╭─ Records shown

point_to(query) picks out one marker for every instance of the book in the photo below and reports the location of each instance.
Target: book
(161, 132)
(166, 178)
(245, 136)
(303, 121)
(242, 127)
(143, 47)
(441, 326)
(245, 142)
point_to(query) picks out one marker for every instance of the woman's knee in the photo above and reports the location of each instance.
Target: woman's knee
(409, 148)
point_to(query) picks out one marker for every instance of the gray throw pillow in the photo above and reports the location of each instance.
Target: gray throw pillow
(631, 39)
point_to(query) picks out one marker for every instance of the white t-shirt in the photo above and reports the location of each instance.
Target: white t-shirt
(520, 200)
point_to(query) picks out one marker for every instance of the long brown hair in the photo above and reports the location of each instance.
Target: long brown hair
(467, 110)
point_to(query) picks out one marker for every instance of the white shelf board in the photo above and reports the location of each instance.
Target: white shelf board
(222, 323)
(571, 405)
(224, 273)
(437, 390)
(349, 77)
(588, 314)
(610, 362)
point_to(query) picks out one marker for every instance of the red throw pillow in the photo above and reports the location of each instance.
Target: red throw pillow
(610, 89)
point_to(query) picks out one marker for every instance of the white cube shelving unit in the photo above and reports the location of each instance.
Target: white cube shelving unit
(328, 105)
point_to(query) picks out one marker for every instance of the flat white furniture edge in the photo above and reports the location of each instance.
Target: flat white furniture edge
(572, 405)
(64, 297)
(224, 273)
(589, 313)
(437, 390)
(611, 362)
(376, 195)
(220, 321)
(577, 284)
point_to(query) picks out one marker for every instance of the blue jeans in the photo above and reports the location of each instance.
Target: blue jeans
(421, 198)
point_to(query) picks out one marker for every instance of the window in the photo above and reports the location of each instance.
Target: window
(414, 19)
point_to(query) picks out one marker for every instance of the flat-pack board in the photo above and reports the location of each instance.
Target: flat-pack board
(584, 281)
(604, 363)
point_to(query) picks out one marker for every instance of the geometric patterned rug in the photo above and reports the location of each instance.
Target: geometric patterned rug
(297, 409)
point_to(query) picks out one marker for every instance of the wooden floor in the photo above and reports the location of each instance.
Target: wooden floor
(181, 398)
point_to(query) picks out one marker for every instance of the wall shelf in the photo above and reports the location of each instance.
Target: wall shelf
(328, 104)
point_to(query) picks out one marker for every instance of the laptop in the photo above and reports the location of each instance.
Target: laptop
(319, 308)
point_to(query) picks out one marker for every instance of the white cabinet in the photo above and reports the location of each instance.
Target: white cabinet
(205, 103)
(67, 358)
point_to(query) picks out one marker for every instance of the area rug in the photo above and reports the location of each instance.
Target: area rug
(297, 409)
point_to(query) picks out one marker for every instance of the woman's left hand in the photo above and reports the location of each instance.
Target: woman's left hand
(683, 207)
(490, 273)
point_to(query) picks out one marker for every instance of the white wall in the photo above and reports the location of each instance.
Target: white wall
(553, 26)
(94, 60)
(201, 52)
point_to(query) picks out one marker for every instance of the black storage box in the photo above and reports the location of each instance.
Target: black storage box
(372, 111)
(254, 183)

╰─

Exercise requirements » All that belongs in your answer is the stretch of entries above from the line with "of the long" through the line with "the flat white", printed exactly.

Task output »
point_to(query) picks out one marker for every instance of the long brown hair in the photo above and reports the location of each instance.
Target: long brown hair
(467, 110)
point_to(query) picks out one marker for every instance of the white shelf board in the photo above and reports the location of each instance.
Target: white shelf board
(222, 323)
(571, 405)
(224, 273)
(437, 390)
(349, 77)
(588, 314)
(610, 362)
point_to(query) picks out one marker for every instance of the red throw pillow in the photo above and reports the location of each instance.
Target: red throw pillow
(610, 89)
point_to(query) picks out one marker for every instance of the white cube shelving unit in the photo above and reports the location of each instance.
Target: white cube shelving unit
(328, 105)
point_to(query) picks out one marker for every instance of the flat white furniture edge in the photo above and reports the location of each instance.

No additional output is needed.